WORK ORDER =>
Restate the material below word for word, from its first line to its last.

AVAILABLE DATA =>

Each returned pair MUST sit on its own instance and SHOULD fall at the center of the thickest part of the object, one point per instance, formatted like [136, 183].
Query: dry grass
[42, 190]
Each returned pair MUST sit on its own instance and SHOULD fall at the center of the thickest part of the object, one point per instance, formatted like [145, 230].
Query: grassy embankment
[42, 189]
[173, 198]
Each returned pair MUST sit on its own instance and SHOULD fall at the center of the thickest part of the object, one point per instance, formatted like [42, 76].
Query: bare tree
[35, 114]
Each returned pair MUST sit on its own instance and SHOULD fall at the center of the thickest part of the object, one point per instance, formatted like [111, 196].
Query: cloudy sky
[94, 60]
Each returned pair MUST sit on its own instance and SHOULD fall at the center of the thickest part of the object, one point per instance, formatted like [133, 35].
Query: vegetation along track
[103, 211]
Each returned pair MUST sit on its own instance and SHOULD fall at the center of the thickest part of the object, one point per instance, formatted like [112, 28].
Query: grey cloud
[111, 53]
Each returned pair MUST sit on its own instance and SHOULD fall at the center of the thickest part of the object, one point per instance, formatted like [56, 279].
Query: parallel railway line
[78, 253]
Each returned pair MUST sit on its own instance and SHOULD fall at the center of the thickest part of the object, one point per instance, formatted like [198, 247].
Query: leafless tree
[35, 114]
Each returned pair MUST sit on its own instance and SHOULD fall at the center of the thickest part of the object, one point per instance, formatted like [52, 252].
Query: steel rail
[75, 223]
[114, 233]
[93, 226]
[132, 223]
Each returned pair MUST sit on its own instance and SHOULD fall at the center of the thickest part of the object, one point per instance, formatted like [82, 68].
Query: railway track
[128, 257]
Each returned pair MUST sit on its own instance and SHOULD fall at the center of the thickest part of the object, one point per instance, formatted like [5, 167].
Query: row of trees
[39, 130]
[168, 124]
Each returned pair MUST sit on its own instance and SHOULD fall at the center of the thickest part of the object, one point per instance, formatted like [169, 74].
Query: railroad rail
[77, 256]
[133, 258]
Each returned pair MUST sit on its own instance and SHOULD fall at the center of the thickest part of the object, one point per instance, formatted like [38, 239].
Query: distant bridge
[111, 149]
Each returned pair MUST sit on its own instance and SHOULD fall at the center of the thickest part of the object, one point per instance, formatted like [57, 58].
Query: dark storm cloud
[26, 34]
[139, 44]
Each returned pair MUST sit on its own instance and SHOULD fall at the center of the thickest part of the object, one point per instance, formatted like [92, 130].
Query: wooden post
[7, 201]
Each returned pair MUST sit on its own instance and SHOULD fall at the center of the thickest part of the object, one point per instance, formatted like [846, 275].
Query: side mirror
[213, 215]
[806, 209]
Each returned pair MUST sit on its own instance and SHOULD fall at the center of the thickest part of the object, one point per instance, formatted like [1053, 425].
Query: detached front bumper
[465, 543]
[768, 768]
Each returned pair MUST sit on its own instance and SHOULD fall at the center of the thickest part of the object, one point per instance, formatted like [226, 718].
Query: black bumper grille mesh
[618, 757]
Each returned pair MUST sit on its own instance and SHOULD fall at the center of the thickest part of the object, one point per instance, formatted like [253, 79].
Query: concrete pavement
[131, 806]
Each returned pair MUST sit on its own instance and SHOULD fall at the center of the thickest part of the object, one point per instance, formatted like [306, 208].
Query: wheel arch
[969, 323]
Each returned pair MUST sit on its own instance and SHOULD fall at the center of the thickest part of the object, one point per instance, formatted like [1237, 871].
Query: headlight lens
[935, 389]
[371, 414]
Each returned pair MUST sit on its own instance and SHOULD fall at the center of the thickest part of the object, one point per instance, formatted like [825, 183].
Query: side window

EXERCISE RESPONSE =>
Each returned pair MUST sit on its own instance and SHOULD fall at the center of the thickest part of the object, one point per instance, formatted like [136, 183].
Query: dry grass
[42, 190]
Each returned pair MUST sit on its own instance and SHOULD fall at the center of the thickest part of the object, one point per instance, formatted like [145, 230].
Query: grassy embankment
[42, 189]
[173, 198]
Each returned pair MUST sit on its own instance and SHOULD fall at the center of the thickest part of the object, one point per instance, formatted like [42, 76].
Query: bare tree
[35, 114]
Each returned pair MUST sit on its own instance and SHOULD fall at the center of the thickest part of the object, one point per instance, formatted like [111, 196].
Query: cloudy sky
[94, 60]
Each returned pair MUST sit on its own instance and SHOULD fall at the center of the thickest part of the object, one point per instance, formatted like [133, 35].
Query: vegetation along track
[103, 211]
Each returned pair MUST sit on its own instance and SHOULD fall at the center of the thickest part of the object, one point per instance, formatted like [112, 28].
Query: grey cloud
[111, 53]
Each returned pair MUST sit on its own instance and SHOULD fall at the center of the thickest part of the object, one point per instance, formatted like [56, 279].
Query: parallel railway line
[78, 253]
Each returned pair MUST sit on its own instance and SHOULD fall at the center of the thickest part of the object, one point per instance, formatted like [198, 247].
Query: leafless tree
[35, 114]
Each returned pair MUST sit on its own instance and SHOULD fall at the center of the thickest part of the object, one point per instance, formatted like [52, 252].
Query: steel rail
[75, 223]
[114, 233]
[93, 226]
[132, 223]
Each returned pair MUST sit on its own instance and SHOULD fall at the center of the thickest part of the object, one point per instance, formatted like [82, 68].
Query: railway track
[128, 257]
Each returned pair MUST sit on its own instance and SHOULD fall at the center of the thickest part of the object, one point per instance, formatted like [5, 167].
Query: row of trees
[39, 130]
[168, 124]
Each returned pair MUST sit on its own instance and SHOULD fall at the center of the thickest part of the object, one point per instance, formatted like [169, 74].
Query: railroad rail
[77, 256]
[133, 258]
Each returned pair MUST sit on its own instance and SHOULD fall at the center of the thickest part of the object, one point per instance, formatted like [38, 239].
Query: distant bridge
[111, 149]
Each returned pair MUST sit on its own instance and SHOULD fall at the center of the thickest part of the object, one point per instance, formatted like [57, 58].
Query: dark storm cloud
[26, 34]
[139, 44]
Each returned pair MUST sit on its own instance and SHOULD fall at the center of the thickest part of the object, one point per instance, formatted like [92, 130].
Query: wooden post
[7, 201]
Each returned pair MUST sit on its own instance and SHOULD fall at the center of the thickest part of the object, one point per instance, formatted like [846, 275].
Query: side mirror
[213, 215]
[806, 209]
Each returned pair MUST sit on its own instance and SHOULD fall at the center of the thickest part of the object, one point per instance, formatted like [1053, 425].
Query: detached front bumper
[465, 543]
[768, 768]
Each returned pair MUST sit on its own instance and SHOULD fall at the center of the thickest part of the object, one point per instance, formatted like [226, 718].
Query: black bumper grille mesh
[618, 757]
Each returned pair MUST sit on its own instance and SHOULD fall at the center of the thickest part of the object, one point per instance, formatted like [253, 79].
Query: concrete pavement
[131, 806]
Each returned pair MUST sit on its own instance and SHOULD fall at the center of the thickest part of the object, one point per instance, formatted like [306, 208].
Query: wheel arch
[969, 323]
Each returned pair MUST sit on its own instance and SHOULD fall at the center of the thickest part of the object, one point per instance, formatted like [1237, 871].
Query: headlight lens
[935, 389]
[371, 414]
Each returned pair MUST sit on its own instance and SHOULD fall at the center of the thickest part of the object, one point per instance, formatted like [825, 183].
Query: side window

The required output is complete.